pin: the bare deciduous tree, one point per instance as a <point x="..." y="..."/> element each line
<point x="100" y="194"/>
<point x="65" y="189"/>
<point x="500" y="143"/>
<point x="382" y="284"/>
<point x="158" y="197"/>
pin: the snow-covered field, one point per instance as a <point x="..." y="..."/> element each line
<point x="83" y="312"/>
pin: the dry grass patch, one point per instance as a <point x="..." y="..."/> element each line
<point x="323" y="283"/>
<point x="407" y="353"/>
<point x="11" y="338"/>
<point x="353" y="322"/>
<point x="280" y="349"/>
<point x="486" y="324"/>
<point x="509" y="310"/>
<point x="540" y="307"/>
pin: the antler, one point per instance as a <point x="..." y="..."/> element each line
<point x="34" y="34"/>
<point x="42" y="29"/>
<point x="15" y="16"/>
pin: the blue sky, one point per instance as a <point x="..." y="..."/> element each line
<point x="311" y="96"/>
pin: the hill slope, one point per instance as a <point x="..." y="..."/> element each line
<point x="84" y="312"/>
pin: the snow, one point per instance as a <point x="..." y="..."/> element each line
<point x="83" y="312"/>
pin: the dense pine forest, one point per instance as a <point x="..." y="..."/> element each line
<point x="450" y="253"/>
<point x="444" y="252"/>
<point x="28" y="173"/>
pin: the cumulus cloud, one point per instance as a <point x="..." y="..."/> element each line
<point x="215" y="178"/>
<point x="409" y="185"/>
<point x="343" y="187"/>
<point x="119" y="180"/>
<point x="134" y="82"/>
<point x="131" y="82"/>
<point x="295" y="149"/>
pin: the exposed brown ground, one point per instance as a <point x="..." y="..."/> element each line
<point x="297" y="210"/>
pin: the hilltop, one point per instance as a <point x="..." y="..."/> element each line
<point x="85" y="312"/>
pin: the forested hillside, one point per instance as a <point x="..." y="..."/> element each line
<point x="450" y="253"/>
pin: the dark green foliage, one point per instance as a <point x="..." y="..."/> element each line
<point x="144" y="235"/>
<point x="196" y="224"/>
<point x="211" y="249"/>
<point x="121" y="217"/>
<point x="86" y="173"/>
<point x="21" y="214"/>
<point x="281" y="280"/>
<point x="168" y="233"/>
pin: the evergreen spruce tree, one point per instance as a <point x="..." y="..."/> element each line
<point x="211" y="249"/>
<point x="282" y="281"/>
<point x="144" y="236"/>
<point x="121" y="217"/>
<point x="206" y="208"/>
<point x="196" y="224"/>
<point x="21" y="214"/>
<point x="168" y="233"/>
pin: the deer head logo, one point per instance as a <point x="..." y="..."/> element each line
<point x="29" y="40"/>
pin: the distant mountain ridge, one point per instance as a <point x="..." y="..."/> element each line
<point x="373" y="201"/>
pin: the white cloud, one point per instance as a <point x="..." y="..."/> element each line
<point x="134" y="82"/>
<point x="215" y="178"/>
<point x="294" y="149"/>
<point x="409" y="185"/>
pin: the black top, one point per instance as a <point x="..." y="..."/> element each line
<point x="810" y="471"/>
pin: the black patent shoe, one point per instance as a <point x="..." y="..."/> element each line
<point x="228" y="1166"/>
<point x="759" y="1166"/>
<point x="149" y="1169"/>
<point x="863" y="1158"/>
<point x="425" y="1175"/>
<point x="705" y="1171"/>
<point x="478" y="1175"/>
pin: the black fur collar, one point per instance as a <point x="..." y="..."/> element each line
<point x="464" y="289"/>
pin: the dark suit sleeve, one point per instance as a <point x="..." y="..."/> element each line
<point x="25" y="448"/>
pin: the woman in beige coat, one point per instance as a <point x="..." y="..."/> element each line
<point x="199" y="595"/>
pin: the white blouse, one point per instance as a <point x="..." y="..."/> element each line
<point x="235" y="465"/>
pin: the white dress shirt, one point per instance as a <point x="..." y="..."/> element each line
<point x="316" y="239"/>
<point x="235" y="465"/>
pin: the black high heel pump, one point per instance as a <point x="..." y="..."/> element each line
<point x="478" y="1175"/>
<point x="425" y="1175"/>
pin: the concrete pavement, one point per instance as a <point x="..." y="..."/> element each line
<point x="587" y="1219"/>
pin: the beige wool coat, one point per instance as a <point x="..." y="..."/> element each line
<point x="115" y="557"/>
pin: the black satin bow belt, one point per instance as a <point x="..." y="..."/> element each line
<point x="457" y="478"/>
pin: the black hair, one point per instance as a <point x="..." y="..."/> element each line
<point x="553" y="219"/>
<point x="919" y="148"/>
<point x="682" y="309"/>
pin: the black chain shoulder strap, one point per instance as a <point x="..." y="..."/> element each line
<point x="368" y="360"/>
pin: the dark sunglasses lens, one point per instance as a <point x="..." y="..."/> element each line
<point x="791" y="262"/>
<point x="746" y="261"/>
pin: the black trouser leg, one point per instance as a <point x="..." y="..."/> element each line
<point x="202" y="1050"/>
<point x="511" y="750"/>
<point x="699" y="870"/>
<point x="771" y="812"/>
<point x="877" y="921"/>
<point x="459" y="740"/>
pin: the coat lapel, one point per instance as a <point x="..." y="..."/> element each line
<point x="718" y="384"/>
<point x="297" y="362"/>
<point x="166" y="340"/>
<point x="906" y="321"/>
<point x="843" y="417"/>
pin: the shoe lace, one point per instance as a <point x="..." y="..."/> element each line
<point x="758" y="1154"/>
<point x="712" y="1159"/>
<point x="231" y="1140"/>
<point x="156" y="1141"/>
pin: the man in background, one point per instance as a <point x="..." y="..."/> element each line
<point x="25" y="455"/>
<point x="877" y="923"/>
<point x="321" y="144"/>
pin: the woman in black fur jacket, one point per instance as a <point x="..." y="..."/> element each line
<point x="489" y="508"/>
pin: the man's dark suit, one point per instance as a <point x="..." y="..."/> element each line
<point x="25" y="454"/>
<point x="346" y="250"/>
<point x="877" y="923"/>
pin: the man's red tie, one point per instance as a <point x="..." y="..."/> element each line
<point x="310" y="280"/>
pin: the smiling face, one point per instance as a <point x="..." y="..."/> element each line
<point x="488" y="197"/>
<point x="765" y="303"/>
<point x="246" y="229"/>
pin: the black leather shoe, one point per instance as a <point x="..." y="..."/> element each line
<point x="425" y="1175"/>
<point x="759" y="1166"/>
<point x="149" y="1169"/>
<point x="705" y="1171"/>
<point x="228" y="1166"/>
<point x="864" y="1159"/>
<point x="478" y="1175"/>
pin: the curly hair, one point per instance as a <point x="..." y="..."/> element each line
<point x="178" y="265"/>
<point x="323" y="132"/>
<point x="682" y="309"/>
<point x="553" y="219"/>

= = = = =

**Problem:** Print all of the lines above again, character for character, with nothing changed or left out.

**Response:**
pin: the bare deciduous tree, one point per instance as a <point x="..." y="..."/> element each line
<point x="100" y="194"/>
<point x="65" y="189"/>
<point x="500" y="143"/>
<point x="382" y="284"/>
<point x="158" y="197"/>
pin: the snow-covered field, one point per instance as a <point x="..." y="..."/> element each line
<point x="83" y="312"/>
pin: the dry grass patch, one point per instance as a <point x="..." y="..."/> element each line
<point x="323" y="283"/>
<point x="407" y="353"/>
<point x="11" y="338"/>
<point x="353" y="322"/>
<point x="280" y="349"/>
<point x="486" y="324"/>
<point x="509" y="310"/>
<point x="540" y="307"/>
pin: the antler, one point per instance as a <point x="..." y="..."/> element each line
<point x="34" y="34"/>
<point x="42" y="29"/>
<point x="15" y="16"/>
pin: the blue sky, one point per instance as a <point x="..." y="..."/> element each line
<point x="311" y="96"/>
pin: the hill slope, one point per instance as a <point x="..." y="..."/> element each line
<point x="84" y="312"/>
pin: the snow, one point per instance as a <point x="..." y="..."/> element each line
<point x="83" y="312"/>
pin: the dense pine forest, one point per instance as a <point x="..." y="..."/> element each line
<point x="450" y="253"/>
<point x="444" y="252"/>
<point x="28" y="173"/>
pin: the cumulus cloud, one point per instance as a <point x="..." y="..."/> element each line
<point x="215" y="178"/>
<point x="409" y="185"/>
<point x="343" y="187"/>
<point x="119" y="180"/>
<point x="134" y="82"/>
<point x="131" y="82"/>
<point x="295" y="149"/>
pin: the exposed brown ground, one point per instance as a <point x="..." y="..."/> element each line
<point x="297" y="210"/>
pin: the hilltop, one point per instance as a <point x="..." y="..."/> element each line
<point x="85" y="312"/>
pin: the forested hillside, one point per instance as a <point x="..." y="..."/> element each line
<point x="450" y="253"/>
pin: the dark green foliage, one point per instance as a <point x="..." y="..."/> element each line
<point x="144" y="235"/>
<point x="196" y="224"/>
<point x="211" y="249"/>
<point x="121" y="217"/>
<point x="86" y="173"/>
<point x="21" y="214"/>
<point x="281" y="280"/>
<point x="168" y="233"/>
pin: the evergreen spruce tree, one point per instance as a <point x="..." y="..."/> element each line
<point x="211" y="249"/>
<point x="282" y="281"/>
<point x="144" y="236"/>
<point x="121" y="217"/>
<point x="206" y="208"/>
<point x="196" y="224"/>
<point x="21" y="214"/>
<point x="168" y="233"/>
pin: the deer head logo, one point per instance as a <point x="..." y="..."/> element each line
<point x="29" y="40"/>
pin: the distant mountain ridge, one point per instance as a <point x="..." y="..."/> element each line
<point x="373" y="201"/>
pin: the white cloud, one point per instance as a <point x="..." y="..."/> element each line
<point x="134" y="82"/>
<point x="215" y="178"/>
<point x="294" y="149"/>
<point x="409" y="185"/>
pin: the black top, one point per instance as a <point x="..." y="..."/> element each line
<point x="810" y="471"/>
pin: the black patent shoe, one point per instance as a <point x="..." y="..."/> element each line
<point x="228" y="1166"/>
<point x="759" y="1166"/>
<point x="149" y="1169"/>
<point x="863" y="1158"/>
<point x="425" y="1175"/>
<point x="705" y="1171"/>
<point x="478" y="1175"/>
pin: the black fur collar, one point per instance as a <point x="..." y="..."/> element each line
<point x="464" y="289"/>
pin: the dark suit sleeve, one point per instance as a <point x="..." y="..."/> element each line
<point x="25" y="448"/>
pin: the woman in beige coat, one point per instance as a <point x="..." y="..."/> element each line
<point x="199" y="595"/>
pin: the white blouse, one point per instance as a <point x="..." y="..."/> element each line
<point x="235" y="465"/>
pin: the white dress shirt, one point per instance as a <point x="..." y="..."/> element each line
<point x="316" y="239"/>
<point x="235" y="465"/>
pin: the black high heel pump, one point per instance as a <point x="..." y="..."/> element each line
<point x="478" y="1175"/>
<point x="425" y="1175"/>
pin: the concrete pavement, one point per instance as a <point x="..." y="..."/> element each line
<point x="587" y="1219"/>
pin: the beige wool coat, one point per instance as a <point x="..." y="..."/> element each line
<point x="115" y="557"/>
pin: the black satin bow belt, one point per instance as a <point x="..." y="..."/> element each line
<point x="457" y="478"/>
pin: the black hair, one point per instance as a <point x="..." y="..."/> element each line
<point x="553" y="219"/>
<point x="919" y="148"/>
<point x="682" y="309"/>
pin: the black chain shoulder strap, one point per instance as a <point x="..." y="..."/> element each line
<point x="368" y="360"/>
pin: the dark sunglasses lens, one point per instance as a <point x="..." y="..."/> element each line
<point x="791" y="262"/>
<point x="746" y="261"/>
pin: the black trouser leg, one point per instance as a <point x="..." y="..."/> element each line
<point x="202" y="1050"/>
<point x="511" y="750"/>
<point x="699" y="870"/>
<point x="771" y="812"/>
<point x="877" y="921"/>
<point x="459" y="740"/>
pin: the coat lapel, one point per instance as a <point x="..." y="..."/> element each line
<point x="718" y="384"/>
<point x="297" y="362"/>
<point x="166" y="340"/>
<point x="906" y="321"/>
<point x="843" y="417"/>
pin: the shoe lace, one point per instance as a <point x="..." y="..."/> element each line
<point x="758" y="1154"/>
<point x="712" y="1159"/>
<point x="231" y="1140"/>
<point x="156" y="1141"/>
pin: the man in background, one point per instance as a <point x="..." y="..."/> element each line
<point x="25" y="455"/>
<point x="877" y="923"/>
<point x="321" y="144"/>
pin: the woman in black fur jacket, one point per instance as a <point x="..." y="..."/> element each line
<point x="489" y="508"/>
pin: the man's dark suit, one point per instance as a <point x="..." y="..."/> element each line
<point x="25" y="454"/>
<point x="346" y="250"/>
<point x="877" y="923"/>
pin: the man's red tie, one point per instance as a <point x="..." y="..."/> element each line
<point x="310" y="280"/>
pin: the smiling face, one point per instance as a <point x="..." y="..."/> element each line
<point x="488" y="197"/>
<point x="765" y="303"/>
<point x="246" y="229"/>
pin: the black leather shoe, one point per instance as a <point x="..." y="..."/> element each line
<point x="425" y="1175"/>
<point x="759" y="1166"/>
<point x="149" y="1169"/>
<point x="705" y="1171"/>
<point x="228" y="1166"/>
<point x="864" y="1159"/>
<point x="478" y="1175"/>
pin: the curly hair, one point per instance as a <point x="..." y="..."/> element each line
<point x="178" y="265"/>
<point x="323" y="132"/>
<point x="682" y="309"/>
<point x="553" y="219"/>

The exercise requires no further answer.